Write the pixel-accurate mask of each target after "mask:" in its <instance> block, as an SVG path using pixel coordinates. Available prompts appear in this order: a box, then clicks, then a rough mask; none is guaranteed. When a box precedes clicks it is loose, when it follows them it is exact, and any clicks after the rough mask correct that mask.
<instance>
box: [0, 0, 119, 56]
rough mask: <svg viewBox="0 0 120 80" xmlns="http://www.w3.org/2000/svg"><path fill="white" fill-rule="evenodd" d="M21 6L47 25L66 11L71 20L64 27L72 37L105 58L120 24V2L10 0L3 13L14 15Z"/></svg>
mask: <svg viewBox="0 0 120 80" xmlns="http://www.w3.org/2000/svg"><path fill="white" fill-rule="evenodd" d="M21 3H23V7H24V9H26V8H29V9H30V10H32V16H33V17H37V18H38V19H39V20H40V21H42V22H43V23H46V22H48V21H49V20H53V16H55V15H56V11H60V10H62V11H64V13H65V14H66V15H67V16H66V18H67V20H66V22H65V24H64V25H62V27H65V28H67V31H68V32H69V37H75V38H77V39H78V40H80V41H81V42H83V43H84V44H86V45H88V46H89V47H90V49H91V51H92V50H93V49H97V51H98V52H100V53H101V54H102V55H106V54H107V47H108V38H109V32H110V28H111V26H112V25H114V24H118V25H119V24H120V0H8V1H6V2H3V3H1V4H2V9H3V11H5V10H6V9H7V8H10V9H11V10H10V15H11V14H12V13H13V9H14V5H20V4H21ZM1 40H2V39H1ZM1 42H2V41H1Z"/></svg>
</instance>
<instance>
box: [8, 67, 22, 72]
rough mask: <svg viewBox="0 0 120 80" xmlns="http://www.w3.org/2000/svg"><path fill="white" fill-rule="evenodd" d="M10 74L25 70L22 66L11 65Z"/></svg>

┄┄┄┄┄┄┄┄┄┄┄┄┄┄┄┄┄┄┄┄

» REQUIRED WORK
Extract every line from the one containing "box: [8, 67, 22, 72]" through the last line of the data, inclusive, exactly as written.

» ANSWER TO THE PROBLEM
box: [8, 67, 22, 72]
rough mask: <svg viewBox="0 0 120 80" xmlns="http://www.w3.org/2000/svg"><path fill="white" fill-rule="evenodd" d="M10 74L25 70L22 66L11 65Z"/></svg>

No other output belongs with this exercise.